___ DATASET ENTRIES

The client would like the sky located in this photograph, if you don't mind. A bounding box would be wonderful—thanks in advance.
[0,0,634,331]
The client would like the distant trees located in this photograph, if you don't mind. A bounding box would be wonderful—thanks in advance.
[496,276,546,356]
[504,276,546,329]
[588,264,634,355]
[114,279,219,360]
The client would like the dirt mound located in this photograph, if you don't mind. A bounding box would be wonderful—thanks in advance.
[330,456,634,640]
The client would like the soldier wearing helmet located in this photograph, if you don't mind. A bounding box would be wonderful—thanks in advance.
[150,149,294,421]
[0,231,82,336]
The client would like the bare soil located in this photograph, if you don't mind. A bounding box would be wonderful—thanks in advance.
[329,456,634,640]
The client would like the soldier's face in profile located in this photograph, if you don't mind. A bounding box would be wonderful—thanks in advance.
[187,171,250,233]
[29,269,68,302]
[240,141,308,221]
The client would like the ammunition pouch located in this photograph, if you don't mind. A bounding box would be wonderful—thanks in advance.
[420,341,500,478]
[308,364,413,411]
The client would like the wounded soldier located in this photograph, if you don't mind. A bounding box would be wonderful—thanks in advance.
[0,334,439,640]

______

### WHAT THE TASK ASKS
Rescale the listing above by multiplying every bounding-box coordinate by 0.65 and rounding to the nearest whole number, with halves rounded up. Write out every line of the listing again, requests included, with the new coordinates in place of the old ones.

### CORRECT RESPONSE
The client would like the sky located in this photograph, if you don't mind. A bounding box would be wonderful—thanks in advance.
[0,0,412,215]
The client would like the distant trees located in this photograph, if you don't mind. A bounding box would be wonderful—thanks in advance.
[322,179,355,231]
[328,179,355,214]
[382,172,412,231]
[74,181,142,234]
The client would like the dirt mound located in this photograph, if you don't mind. A bounding box would be wonderful—thanks in advance.
[215,296,412,416]
The client would like the soldier wearing helmet located in this photograph, if you don't mind. A bounding box would be wonderful—thanks in advance.
[98,97,191,274]
[0,150,53,218]
The client would like the bare soil located in this photograph, if you don't mind. A bounding box would be wonderful—thanks in advance.
[214,296,412,416]
The client would like the soldier's face in profile located in this photograph, if you don't mind. A bounding box would be wonderful—thanks in advance.
[122,111,163,151]
[19,175,44,196]
[156,92,200,144]
The client would like the ammunition pouch located in this photograph, if you don't mind. A bounding box would be wonderful—thanks in advance.
[273,222,325,311]
[200,237,268,267]
The client would like the wounded soldier located in this photograph, if you don't mind. A bounding box would be wonderful—thanks in advance.
[0,217,285,416]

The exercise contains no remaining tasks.